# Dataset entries

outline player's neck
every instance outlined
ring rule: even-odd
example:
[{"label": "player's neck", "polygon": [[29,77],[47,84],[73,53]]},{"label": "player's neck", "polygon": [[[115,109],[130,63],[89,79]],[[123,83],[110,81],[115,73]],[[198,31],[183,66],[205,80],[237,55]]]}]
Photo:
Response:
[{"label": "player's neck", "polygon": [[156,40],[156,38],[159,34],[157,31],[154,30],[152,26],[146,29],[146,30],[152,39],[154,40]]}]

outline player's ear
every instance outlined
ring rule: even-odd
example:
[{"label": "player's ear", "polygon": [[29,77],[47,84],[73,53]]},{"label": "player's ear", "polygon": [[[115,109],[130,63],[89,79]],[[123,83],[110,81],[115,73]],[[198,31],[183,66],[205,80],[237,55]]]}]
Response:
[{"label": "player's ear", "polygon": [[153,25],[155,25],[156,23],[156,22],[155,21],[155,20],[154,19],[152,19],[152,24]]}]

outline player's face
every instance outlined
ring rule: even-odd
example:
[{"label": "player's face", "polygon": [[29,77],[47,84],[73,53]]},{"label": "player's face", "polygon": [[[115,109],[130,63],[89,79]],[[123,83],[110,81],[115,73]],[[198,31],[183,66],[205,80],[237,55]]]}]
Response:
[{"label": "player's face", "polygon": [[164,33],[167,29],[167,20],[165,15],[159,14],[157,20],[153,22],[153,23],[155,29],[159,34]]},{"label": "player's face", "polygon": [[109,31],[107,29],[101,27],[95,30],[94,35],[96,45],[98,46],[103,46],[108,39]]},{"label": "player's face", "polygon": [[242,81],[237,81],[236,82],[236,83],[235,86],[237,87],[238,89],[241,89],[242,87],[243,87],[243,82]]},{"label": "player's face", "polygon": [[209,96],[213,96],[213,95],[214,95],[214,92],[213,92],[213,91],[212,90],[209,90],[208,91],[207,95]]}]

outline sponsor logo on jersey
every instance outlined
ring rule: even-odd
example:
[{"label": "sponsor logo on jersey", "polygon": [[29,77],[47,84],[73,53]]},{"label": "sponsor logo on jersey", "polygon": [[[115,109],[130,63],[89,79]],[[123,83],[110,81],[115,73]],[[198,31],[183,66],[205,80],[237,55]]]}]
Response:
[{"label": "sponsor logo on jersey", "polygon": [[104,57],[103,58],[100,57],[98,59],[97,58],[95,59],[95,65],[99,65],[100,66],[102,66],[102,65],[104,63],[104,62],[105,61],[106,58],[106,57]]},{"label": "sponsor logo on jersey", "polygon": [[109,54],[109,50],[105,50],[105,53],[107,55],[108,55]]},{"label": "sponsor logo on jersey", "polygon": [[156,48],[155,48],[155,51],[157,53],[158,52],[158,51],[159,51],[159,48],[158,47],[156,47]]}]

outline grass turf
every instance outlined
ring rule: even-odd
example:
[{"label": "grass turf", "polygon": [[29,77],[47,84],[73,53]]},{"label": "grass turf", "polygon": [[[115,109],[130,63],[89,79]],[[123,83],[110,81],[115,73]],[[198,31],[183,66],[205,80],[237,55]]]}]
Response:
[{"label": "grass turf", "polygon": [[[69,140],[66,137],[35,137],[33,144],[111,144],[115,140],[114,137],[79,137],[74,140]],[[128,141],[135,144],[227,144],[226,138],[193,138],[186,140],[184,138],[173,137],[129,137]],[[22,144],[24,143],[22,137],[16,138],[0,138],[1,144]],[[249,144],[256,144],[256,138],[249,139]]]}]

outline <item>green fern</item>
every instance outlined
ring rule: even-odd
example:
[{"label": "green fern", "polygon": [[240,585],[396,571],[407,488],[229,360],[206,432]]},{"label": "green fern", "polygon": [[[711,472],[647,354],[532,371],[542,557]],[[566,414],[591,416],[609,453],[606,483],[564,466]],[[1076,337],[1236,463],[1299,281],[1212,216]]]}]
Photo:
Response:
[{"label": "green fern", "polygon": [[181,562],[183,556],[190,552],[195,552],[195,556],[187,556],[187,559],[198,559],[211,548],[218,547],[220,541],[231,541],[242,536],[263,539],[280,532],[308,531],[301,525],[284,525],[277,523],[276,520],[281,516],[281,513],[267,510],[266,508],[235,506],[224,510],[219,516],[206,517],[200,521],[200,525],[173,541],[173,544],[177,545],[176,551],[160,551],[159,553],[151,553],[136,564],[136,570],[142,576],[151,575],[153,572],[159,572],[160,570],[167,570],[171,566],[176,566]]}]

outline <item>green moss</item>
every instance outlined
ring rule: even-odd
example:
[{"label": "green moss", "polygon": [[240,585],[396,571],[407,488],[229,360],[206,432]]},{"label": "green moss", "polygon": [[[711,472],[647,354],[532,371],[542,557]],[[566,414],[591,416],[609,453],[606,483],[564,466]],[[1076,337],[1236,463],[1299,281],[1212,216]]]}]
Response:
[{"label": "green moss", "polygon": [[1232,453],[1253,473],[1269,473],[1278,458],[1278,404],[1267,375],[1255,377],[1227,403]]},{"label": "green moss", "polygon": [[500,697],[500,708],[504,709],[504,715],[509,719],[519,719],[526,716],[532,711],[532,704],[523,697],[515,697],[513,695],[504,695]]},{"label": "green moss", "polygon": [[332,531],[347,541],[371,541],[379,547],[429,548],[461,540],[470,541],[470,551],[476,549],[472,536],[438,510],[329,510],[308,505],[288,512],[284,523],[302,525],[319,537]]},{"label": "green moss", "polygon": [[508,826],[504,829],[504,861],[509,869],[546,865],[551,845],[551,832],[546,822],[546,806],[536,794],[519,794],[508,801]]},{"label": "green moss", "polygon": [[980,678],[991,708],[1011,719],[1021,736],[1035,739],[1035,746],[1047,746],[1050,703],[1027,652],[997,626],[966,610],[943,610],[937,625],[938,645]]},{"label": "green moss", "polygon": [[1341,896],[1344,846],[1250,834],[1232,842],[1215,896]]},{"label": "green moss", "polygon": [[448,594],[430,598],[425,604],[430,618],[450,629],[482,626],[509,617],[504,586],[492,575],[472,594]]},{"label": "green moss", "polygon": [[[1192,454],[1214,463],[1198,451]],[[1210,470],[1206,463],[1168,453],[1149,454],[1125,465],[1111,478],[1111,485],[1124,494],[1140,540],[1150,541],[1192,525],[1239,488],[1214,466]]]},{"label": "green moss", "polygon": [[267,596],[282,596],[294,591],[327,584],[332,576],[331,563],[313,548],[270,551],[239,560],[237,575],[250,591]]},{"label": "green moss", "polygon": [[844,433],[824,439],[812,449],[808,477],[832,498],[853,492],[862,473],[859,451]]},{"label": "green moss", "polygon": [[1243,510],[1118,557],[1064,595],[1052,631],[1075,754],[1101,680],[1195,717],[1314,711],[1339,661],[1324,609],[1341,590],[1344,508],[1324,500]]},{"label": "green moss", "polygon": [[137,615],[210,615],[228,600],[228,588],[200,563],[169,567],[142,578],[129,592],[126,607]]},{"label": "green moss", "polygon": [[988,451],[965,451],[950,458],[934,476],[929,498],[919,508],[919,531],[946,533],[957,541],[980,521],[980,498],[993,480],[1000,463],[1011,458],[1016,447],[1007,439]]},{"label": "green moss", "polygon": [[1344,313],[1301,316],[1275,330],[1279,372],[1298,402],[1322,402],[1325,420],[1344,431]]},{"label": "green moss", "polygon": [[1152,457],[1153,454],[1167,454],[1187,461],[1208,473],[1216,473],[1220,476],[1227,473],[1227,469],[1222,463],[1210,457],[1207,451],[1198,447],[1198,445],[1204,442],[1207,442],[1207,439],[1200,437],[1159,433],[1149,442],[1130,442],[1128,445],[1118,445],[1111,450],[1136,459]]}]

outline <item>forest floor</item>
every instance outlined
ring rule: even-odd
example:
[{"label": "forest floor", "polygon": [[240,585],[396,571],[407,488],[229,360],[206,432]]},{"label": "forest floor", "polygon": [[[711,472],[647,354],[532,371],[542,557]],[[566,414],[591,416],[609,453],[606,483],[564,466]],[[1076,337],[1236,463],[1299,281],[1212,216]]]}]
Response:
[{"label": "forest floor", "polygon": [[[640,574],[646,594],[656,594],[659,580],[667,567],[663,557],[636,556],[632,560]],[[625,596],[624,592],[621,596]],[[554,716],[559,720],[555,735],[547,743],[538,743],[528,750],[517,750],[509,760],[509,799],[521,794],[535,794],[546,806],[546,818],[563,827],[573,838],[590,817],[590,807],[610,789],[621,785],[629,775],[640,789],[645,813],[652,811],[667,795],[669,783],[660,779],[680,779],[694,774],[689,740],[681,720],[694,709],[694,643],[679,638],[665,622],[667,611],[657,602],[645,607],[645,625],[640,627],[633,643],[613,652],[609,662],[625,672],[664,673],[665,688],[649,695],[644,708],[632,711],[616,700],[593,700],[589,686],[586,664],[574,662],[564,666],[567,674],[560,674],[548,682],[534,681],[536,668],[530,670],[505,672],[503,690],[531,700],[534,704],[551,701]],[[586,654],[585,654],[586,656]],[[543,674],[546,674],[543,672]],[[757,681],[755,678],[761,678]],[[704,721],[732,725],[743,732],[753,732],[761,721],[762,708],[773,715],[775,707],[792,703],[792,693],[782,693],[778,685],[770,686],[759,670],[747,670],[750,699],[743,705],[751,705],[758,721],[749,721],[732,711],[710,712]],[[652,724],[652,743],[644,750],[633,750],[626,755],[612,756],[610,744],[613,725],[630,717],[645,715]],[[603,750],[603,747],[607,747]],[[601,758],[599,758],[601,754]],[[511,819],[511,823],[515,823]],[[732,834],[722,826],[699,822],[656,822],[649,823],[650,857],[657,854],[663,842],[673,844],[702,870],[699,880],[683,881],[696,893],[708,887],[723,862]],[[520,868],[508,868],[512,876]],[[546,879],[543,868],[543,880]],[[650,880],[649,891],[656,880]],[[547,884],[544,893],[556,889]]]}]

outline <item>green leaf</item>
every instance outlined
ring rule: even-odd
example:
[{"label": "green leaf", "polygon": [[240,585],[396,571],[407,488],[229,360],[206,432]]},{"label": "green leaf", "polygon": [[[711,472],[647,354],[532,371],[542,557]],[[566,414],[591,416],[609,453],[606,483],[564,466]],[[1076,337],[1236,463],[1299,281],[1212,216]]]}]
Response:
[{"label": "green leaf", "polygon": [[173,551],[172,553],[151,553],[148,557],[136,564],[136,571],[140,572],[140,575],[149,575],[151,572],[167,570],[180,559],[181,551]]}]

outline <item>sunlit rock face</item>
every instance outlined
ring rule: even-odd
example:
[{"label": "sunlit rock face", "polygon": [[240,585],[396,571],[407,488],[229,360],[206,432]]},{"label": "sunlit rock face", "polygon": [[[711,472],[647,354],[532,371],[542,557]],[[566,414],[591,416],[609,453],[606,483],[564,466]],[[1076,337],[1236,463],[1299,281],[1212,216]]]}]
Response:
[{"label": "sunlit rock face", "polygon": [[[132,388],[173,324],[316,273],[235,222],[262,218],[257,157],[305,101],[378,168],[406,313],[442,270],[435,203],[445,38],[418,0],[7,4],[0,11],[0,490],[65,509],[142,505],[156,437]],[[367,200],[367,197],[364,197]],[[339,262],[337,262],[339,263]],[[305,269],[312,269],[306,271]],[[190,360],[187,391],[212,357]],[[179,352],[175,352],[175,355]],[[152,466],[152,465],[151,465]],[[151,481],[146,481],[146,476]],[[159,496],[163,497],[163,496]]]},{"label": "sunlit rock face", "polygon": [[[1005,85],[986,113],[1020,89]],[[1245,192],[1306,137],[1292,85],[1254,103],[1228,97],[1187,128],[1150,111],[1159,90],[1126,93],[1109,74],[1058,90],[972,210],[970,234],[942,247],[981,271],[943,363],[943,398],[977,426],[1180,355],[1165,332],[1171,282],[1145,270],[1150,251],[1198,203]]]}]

# Task
Begin with the line that contains "outline <item>green leaf</item>" and set down each line exactly until the records above end, including the final line.

# Result below
outline <item>green leaf</item>
every instance outlined
ring rule: even-odd
example:
[{"label": "green leaf", "polygon": [[240,585],[396,571],[407,488],[229,360],[206,432]]},{"label": "green leaf", "polygon": [[[711,472],[647,354],[532,371],[542,557]],[[566,414],[591,416],[609,453],[606,483],[564,466]],[[1076,337],[1236,463],[1299,281],[1212,216]]]}]
Response:
[{"label": "green leaf", "polygon": [[173,551],[172,553],[151,553],[148,557],[136,564],[136,571],[140,572],[140,575],[149,575],[151,572],[167,570],[180,559],[181,551]]}]

outline <item>sunlit rock face</item>
every instance outlined
ring rule: even-odd
example:
[{"label": "sunlit rock face", "polygon": [[240,585],[396,571],[407,488],[229,360],[206,432]]},{"label": "sunlit rock face", "polygon": [[[711,472],[647,354],[532,371],[542,557]],[[566,414],[591,416],[609,453],[606,483],[564,466]],[[1076,337],[1236,463],[1299,281],[1212,216]]]}]
Response:
[{"label": "sunlit rock face", "polygon": [[[132,388],[173,324],[316,273],[235,222],[262,218],[257,157],[305,101],[378,168],[406,313],[442,270],[435,203],[445,38],[418,0],[7,4],[0,11],[0,490],[65,509],[142,505],[156,437]],[[367,200],[367,197],[364,197]],[[339,262],[337,262],[339,263]],[[305,269],[312,269],[306,271]],[[190,360],[187,391],[212,357]],[[179,352],[175,352],[175,355]],[[152,466],[152,465],[151,465]],[[151,481],[146,481],[146,476]],[[159,496],[163,497],[163,496]]]},{"label": "sunlit rock face", "polygon": [[[1005,85],[986,113],[1020,89]],[[1245,192],[1306,137],[1292,85],[1254,103],[1228,97],[1187,128],[1150,111],[1159,90],[1126,93],[1109,74],[1058,90],[972,210],[970,234],[942,247],[981,271],[943,363],[943,398],[977,426],[1180,355],[1165,332],[1171,282],[1145,270],[1150,251],[1198,203]]]}]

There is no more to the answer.